** BEGIN Raw records **

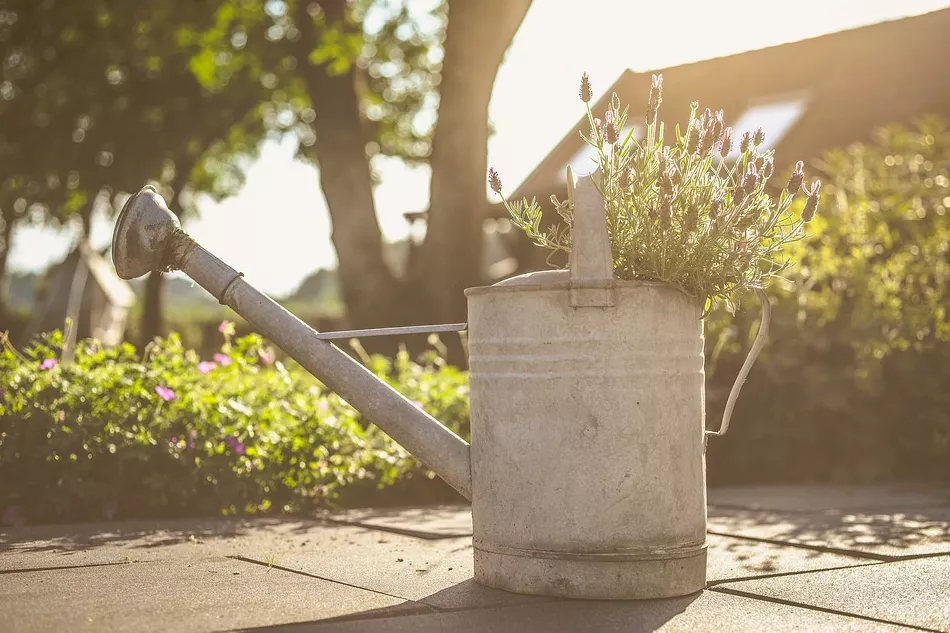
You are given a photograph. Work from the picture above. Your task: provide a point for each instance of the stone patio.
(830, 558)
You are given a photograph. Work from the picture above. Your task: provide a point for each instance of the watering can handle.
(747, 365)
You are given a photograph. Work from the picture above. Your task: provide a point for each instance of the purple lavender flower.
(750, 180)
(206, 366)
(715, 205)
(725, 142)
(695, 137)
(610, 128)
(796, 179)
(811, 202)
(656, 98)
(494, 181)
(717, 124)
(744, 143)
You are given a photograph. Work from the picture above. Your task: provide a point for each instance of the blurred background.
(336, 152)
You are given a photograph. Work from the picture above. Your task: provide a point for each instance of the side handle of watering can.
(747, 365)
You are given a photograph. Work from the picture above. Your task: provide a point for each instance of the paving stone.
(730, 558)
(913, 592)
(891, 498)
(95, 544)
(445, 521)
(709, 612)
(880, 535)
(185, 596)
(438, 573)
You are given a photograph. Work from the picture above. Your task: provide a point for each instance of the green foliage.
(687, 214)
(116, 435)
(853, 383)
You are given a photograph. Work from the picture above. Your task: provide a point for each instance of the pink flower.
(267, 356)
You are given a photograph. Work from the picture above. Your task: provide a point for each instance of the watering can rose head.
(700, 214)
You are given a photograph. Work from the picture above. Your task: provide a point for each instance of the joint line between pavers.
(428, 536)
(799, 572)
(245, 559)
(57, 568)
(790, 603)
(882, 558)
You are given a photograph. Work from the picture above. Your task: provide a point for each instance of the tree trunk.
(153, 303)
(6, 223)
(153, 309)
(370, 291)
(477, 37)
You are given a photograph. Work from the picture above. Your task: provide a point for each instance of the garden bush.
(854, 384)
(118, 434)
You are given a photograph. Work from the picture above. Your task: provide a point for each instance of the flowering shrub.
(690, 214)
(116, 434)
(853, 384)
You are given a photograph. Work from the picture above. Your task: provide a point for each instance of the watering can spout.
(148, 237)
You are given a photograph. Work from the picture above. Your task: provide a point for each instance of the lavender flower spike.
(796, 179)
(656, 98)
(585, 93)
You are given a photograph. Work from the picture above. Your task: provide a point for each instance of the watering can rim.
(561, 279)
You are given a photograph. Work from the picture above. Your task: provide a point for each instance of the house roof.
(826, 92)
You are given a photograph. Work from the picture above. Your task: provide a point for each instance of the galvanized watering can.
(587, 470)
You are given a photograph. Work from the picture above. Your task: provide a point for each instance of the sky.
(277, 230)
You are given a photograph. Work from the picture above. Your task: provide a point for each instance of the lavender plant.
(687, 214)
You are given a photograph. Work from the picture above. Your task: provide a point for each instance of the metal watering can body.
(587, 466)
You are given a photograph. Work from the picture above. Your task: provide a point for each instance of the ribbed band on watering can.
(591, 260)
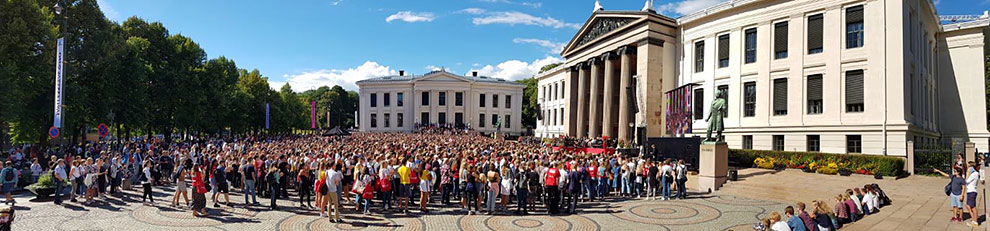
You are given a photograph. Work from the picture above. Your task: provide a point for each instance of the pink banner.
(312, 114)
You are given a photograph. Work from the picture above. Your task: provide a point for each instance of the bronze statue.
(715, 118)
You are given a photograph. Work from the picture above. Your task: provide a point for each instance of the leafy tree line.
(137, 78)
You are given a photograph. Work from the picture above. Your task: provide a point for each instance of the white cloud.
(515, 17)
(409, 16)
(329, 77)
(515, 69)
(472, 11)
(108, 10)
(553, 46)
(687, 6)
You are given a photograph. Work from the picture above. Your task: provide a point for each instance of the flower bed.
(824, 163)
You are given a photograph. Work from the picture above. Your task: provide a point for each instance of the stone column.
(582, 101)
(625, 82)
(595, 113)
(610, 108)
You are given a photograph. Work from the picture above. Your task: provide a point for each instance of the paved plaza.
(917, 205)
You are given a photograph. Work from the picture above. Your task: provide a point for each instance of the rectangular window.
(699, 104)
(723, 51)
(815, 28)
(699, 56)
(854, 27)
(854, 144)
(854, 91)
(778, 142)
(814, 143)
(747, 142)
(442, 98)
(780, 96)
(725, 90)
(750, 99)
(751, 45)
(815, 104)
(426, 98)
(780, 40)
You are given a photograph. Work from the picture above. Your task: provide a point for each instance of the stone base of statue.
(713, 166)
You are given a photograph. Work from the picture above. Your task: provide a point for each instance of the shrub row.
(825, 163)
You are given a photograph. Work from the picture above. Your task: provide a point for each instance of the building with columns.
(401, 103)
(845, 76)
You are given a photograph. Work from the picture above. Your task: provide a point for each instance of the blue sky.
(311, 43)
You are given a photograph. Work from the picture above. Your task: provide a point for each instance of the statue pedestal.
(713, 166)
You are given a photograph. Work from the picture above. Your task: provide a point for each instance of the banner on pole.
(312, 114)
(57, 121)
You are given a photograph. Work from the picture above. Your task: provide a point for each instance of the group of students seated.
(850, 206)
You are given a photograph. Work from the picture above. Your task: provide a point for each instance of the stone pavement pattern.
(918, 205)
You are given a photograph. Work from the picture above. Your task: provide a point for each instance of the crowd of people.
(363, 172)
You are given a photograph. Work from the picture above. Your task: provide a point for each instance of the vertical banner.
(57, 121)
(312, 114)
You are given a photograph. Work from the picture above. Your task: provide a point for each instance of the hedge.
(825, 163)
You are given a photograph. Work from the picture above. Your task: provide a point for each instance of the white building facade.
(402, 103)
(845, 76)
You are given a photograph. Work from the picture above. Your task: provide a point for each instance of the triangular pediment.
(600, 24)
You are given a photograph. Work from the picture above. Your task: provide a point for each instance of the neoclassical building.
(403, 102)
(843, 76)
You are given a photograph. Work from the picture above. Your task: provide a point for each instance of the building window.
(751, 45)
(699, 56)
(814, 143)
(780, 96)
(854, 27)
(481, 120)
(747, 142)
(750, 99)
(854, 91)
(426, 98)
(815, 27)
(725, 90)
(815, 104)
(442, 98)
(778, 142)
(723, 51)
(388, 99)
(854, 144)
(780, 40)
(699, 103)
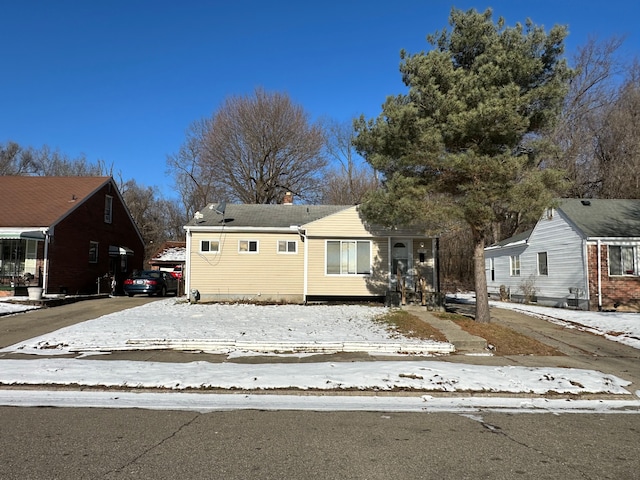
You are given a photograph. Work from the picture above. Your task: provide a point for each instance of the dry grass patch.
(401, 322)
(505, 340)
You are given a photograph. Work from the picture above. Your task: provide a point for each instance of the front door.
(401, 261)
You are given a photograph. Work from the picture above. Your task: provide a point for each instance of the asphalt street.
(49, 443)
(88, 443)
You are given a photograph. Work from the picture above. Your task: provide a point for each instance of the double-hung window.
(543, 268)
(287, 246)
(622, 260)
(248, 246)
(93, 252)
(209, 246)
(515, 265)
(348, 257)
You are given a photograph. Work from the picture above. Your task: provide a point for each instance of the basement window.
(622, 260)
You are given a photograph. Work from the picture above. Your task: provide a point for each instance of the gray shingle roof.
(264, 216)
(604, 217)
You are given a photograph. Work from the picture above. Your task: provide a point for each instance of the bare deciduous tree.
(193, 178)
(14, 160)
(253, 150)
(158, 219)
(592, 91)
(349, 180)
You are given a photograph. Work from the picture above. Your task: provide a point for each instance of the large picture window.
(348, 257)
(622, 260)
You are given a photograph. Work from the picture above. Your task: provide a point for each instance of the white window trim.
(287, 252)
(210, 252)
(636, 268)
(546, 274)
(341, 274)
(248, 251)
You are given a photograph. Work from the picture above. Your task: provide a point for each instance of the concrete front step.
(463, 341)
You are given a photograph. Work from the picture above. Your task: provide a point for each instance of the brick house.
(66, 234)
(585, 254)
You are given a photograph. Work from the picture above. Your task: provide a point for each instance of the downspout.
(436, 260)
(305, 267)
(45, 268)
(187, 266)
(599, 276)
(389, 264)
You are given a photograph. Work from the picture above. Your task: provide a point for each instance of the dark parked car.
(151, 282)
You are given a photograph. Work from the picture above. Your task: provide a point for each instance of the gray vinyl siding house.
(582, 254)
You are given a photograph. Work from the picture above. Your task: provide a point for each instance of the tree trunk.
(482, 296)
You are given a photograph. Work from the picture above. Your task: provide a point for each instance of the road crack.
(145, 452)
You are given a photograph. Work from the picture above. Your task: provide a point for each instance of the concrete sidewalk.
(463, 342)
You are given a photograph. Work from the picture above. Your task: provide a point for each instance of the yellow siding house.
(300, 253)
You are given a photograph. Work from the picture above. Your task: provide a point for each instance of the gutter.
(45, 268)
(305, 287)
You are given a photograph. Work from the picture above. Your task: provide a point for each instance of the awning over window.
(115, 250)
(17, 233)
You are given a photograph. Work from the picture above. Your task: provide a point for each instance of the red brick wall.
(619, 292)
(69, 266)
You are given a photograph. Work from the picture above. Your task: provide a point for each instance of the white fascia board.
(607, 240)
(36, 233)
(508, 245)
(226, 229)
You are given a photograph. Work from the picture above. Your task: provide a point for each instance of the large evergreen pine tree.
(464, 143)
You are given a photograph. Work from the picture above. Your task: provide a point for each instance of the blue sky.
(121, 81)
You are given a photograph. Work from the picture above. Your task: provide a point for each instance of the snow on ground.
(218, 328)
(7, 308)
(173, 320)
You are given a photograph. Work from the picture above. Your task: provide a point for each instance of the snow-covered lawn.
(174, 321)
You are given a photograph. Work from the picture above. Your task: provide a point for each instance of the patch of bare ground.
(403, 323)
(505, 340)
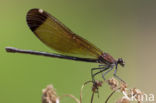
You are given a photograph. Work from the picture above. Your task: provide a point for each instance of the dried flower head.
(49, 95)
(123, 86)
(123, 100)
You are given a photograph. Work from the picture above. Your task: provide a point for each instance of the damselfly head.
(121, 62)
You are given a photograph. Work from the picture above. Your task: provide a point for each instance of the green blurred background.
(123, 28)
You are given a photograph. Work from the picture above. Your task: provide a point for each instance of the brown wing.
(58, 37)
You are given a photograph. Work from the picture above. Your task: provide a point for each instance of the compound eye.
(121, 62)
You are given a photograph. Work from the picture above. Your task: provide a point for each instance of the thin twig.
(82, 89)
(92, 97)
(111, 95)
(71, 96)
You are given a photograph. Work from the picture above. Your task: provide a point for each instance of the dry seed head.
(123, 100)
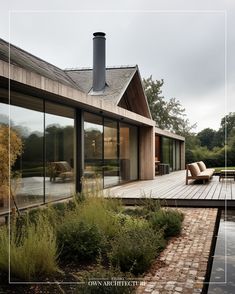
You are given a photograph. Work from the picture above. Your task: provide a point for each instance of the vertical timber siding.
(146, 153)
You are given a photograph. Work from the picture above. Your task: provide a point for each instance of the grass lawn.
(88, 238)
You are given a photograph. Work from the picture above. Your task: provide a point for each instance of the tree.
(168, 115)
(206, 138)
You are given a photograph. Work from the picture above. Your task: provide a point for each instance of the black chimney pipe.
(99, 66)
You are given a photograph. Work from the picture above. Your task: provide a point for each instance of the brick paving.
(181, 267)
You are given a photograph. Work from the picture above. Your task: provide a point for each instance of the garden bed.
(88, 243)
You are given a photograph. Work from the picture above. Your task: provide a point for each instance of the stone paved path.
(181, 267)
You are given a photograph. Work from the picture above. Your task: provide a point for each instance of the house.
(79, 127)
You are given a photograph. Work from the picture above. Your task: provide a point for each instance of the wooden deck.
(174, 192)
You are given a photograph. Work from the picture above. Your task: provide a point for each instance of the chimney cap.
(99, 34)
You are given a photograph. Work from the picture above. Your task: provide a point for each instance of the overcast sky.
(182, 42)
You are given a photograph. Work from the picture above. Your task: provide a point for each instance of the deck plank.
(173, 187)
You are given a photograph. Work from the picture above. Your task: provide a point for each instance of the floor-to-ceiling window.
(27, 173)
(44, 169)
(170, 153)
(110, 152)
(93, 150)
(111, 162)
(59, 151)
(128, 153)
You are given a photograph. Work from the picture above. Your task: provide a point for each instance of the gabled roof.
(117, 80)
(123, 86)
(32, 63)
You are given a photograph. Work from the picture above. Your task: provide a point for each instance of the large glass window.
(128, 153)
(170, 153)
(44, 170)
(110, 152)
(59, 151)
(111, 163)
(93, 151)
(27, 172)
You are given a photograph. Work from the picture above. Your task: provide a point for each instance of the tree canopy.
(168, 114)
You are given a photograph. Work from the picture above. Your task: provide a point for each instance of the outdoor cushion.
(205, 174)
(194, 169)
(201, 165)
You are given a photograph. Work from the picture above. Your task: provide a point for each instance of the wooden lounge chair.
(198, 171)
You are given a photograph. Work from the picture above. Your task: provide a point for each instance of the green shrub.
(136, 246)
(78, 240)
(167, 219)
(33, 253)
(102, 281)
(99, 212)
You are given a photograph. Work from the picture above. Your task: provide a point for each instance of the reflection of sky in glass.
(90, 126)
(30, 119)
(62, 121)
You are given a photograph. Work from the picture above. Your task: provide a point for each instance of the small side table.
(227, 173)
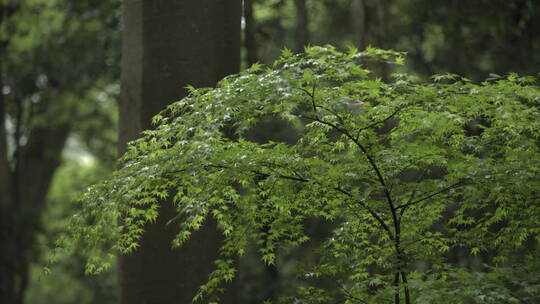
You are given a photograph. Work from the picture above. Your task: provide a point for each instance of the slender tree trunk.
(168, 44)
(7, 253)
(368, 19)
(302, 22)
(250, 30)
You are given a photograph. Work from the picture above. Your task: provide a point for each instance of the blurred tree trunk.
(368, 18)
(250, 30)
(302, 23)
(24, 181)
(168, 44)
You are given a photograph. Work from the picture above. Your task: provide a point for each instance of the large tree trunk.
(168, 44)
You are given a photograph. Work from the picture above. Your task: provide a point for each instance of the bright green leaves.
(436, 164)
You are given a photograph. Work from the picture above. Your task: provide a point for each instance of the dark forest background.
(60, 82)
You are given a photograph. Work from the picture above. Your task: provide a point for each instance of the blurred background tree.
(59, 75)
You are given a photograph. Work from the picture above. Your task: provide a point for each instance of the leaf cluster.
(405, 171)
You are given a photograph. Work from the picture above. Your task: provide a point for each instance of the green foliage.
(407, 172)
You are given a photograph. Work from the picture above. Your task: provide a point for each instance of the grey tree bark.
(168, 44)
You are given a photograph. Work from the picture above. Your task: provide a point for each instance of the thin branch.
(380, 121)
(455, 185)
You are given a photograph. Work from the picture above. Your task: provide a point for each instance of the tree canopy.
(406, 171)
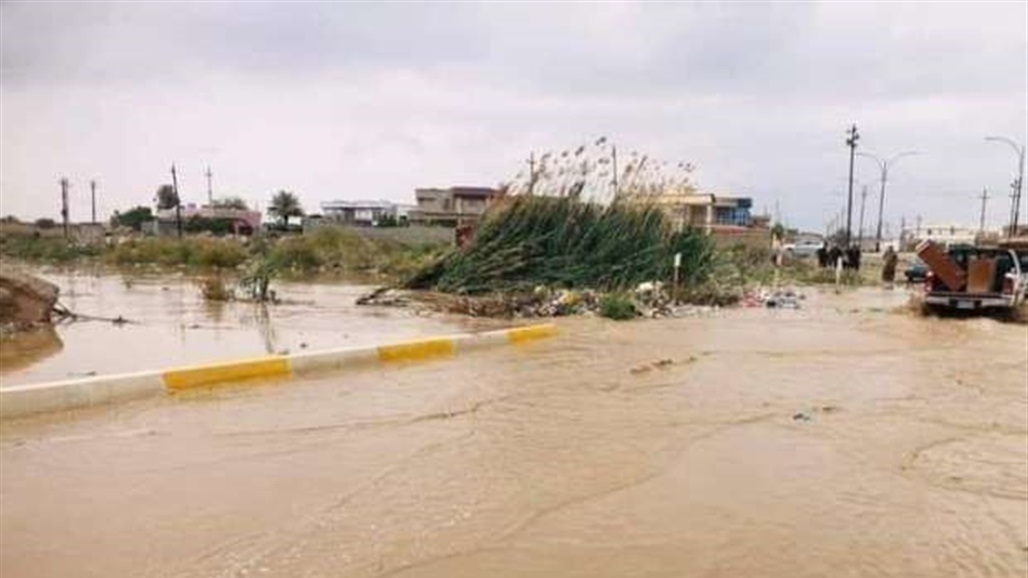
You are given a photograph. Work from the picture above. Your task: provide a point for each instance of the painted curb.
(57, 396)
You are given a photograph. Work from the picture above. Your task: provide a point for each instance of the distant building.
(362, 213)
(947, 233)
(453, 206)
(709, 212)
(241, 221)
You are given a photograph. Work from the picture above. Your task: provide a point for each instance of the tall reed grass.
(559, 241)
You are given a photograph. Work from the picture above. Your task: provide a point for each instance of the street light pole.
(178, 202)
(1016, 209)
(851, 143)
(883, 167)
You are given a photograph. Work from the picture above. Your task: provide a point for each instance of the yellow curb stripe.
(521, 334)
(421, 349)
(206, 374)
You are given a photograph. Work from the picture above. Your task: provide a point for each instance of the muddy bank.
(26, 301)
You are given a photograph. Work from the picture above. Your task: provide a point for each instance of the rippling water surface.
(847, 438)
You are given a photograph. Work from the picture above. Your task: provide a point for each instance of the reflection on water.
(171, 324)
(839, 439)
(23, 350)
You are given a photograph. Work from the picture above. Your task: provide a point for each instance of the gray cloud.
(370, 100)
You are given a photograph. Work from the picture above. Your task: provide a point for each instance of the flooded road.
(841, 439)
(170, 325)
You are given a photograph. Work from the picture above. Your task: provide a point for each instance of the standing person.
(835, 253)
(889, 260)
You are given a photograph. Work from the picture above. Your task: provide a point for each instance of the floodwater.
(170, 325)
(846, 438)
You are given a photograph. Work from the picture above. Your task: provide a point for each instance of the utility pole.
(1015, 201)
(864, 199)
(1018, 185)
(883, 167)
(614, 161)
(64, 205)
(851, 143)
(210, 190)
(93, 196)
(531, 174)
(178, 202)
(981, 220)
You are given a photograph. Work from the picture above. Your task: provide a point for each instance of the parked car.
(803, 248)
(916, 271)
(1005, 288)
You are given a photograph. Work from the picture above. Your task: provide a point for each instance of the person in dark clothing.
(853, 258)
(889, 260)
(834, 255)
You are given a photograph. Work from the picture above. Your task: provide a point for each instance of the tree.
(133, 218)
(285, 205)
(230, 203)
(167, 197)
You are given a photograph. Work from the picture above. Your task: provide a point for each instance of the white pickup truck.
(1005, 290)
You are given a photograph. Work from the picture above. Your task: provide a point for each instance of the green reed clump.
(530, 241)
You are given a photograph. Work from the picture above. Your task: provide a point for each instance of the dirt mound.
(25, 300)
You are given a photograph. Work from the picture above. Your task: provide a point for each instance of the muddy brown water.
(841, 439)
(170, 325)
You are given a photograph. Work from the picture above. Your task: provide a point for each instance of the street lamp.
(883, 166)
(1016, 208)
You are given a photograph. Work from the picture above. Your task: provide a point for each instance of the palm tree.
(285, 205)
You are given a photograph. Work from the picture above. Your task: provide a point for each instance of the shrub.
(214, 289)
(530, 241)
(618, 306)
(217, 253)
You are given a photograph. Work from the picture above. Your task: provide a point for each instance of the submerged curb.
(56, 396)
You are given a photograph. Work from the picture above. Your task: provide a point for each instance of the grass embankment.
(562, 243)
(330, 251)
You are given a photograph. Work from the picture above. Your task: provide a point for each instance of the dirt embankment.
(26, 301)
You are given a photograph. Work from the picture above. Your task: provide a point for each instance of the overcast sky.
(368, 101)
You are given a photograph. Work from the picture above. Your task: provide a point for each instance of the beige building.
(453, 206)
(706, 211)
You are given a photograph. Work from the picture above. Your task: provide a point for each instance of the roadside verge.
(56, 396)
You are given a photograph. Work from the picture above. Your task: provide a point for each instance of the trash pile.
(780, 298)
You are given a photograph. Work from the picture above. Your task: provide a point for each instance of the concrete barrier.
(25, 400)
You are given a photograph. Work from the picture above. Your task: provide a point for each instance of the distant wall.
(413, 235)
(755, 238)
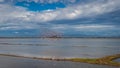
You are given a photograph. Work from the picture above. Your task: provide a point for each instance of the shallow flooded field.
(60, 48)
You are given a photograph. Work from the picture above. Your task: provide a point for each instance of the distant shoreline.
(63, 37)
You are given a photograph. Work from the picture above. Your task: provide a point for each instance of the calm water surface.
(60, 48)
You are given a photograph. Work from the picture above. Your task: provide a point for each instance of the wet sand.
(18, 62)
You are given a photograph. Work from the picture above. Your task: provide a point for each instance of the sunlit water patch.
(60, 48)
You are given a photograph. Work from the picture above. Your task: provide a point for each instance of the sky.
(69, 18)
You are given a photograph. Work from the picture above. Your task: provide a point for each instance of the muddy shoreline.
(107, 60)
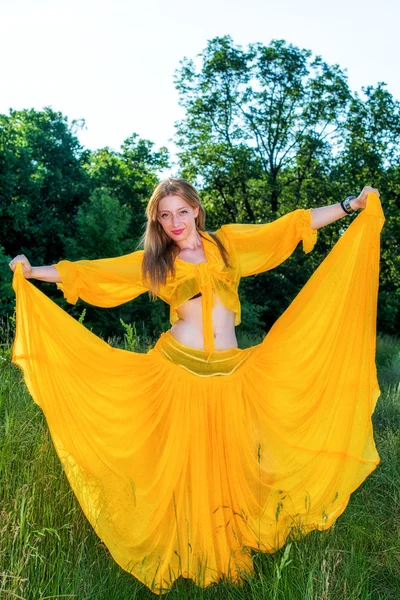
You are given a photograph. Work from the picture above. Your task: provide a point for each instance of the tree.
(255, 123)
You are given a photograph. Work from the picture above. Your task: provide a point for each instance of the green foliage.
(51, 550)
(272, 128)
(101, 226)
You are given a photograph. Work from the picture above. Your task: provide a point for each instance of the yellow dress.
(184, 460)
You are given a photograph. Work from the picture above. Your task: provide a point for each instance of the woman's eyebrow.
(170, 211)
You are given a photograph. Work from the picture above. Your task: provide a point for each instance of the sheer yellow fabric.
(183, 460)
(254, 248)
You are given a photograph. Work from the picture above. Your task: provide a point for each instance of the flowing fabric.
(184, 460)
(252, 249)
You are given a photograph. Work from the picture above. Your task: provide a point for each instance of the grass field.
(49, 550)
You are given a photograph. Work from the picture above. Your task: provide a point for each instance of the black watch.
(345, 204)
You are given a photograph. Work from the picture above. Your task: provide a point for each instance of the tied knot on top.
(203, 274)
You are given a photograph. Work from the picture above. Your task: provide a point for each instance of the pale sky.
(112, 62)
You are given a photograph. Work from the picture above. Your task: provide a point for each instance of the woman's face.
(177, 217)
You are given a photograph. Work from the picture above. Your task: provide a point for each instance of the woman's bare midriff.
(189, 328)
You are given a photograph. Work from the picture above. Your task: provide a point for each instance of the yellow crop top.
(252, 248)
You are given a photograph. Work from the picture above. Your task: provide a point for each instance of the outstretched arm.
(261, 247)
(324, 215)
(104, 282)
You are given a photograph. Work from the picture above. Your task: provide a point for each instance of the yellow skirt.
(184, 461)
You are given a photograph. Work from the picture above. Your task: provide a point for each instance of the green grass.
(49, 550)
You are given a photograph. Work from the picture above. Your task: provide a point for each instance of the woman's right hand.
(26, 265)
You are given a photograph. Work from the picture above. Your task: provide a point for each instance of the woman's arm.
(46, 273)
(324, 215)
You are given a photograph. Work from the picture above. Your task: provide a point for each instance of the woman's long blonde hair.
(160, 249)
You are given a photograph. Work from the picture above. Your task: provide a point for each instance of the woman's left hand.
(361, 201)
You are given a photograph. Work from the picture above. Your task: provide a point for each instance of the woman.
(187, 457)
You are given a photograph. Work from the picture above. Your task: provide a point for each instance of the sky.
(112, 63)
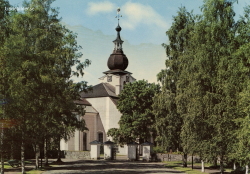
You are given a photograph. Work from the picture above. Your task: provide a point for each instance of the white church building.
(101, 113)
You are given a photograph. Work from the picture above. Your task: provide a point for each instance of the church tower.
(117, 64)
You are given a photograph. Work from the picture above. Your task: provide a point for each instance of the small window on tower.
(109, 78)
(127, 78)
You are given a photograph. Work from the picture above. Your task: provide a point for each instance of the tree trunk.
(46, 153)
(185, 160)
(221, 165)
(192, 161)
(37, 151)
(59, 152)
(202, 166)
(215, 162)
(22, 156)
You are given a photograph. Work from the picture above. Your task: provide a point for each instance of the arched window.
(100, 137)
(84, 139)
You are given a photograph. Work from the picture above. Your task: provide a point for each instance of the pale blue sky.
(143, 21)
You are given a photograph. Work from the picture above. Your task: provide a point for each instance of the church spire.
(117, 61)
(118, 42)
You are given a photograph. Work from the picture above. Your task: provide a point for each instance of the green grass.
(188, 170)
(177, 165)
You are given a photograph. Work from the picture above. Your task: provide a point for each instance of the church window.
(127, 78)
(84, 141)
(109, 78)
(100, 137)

** END Raw records **

Exercise description ->
Write out the rows from the line with "the church window." through the end of the rows, substituting "bell tower" for "church window" and leaving everything else unchanged.

Written response ->
You are given a photograph. Work from the picture above. Your task: provide a point for each instance of the bell tower.
(127, 78)
(84, 141)
(109, 78)
(100, 137)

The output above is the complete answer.